Reproduce every one of the entries below, swapping "integer pixel coordinates" for "whole-number pixel coordinates" wherever it occurs and leaving everything else unchanged.

(Entries supplied):
____

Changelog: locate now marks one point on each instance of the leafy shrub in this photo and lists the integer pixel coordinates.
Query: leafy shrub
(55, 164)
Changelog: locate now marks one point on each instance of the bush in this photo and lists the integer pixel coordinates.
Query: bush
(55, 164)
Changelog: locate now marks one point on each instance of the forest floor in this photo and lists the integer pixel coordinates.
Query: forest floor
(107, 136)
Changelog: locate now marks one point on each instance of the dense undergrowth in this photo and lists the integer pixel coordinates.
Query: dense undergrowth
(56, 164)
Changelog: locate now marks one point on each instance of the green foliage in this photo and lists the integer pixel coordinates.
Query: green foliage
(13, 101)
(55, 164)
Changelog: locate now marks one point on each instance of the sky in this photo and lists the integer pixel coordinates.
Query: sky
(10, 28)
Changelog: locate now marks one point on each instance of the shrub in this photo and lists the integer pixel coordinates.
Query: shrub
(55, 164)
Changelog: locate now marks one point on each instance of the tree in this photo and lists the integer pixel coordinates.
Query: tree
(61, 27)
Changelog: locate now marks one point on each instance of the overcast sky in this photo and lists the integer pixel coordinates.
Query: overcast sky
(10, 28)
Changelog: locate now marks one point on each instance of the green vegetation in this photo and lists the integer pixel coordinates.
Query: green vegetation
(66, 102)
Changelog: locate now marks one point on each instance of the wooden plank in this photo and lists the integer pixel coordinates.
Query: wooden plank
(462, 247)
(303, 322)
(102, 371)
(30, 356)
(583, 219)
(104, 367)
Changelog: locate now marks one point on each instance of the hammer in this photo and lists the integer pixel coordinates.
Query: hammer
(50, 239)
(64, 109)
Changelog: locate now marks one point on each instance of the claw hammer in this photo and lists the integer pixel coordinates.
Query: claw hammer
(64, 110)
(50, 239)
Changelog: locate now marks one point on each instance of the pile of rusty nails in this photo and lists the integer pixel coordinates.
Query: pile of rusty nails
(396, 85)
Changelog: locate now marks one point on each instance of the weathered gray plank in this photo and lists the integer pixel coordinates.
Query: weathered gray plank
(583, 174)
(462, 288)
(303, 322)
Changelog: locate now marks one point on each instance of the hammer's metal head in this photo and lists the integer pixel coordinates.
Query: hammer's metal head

____

(Task output):
Changelog: locate now marks one point on each instance of the leafy shrub in this photo and lists the whole-number pixel coordinates.
Query: leafy shrub
(55, 164)
Changelog: locate now marks one point on each instance of the bush in this photo and lists the whole-number pixel coordinates.
Query: bush
(55, 164)
Changelog: locate now marks one point on each instance of the forest floor in this photo and lists the whole-number pixel coordinates.
Query: forest floor
(107, 136)
Changelog: locate now marks one point on each instance of the dense undergrowth in this photo and lists the whole-number pixel coordinates.
Query: dense undergrowth
(56, 164)
Changelog: locate now marks one point on each instance of the green foliage in this photo and lists the whole-number pixel coordinates.
Query: green foliage
(13, 101)
(55, 164)
Changelog: locate now marks one point on each instance of the sky in this photo and lists the whole-number pixel coordinates.
Query: sky
(10, 28)
Changelog: locate now marks one point on each instance of the shrub in this photo and lists the whole-number pixel coordinates.
Query: shrub
(55, 164)
Changelog: locate now marks one point on each instance of the tree in this photo and lists the whole-number pixel coordinates.
Query: tree
(61, 27)
Changelog: locate now marks one point on each instance of the overcast sky in this photo and lists the whole-number pixel coordinates.
Query: overcast sky
(10, 28)
Changelog: locate now marks one point on each instance of the green vegetation in this photo and lists the whole-number pixel coordinates.
Query: green vegetation
(66, 102)
Changelog: locate now marks one point on each instance of the wooden plank in this photo and lists the whole-number pixel coordinates.
Query: wooden plank
(462, 247)
(303, 322)
(102, 371)
(30, 356)
(583, 219)
(104, 367)
Changelog: locate now marks one point on each instance of the hammer in this photo and lists the whole-number pixel coordinates.
Query: hammer
(50, 239)
(64, 109)
Changelog: locate now marks one point on each instance of the claw hammer in this photo and lists the whole-number pixel coordinates.
Query: claw hammer
(64, 110)
(50, 239)
Changelog: locate now marks one point on each instance of the pile of rusty nails in this photo and lists the whole-number pixel coordinates.
Query: pile of rusty nails
(396, 85)
Changelog: locate now marks one point on each instance of the weathered gray plank in this photo and lists the whole-number pixel coordinates.
Query: weathered gray plank
(583, 174)
(462, 288)
(303, 322)
Changelog: locate now marks one point on each instance of the hammer's metal head in this photo and lists the whole-number pixel coordinates.
Query: hammer's metal head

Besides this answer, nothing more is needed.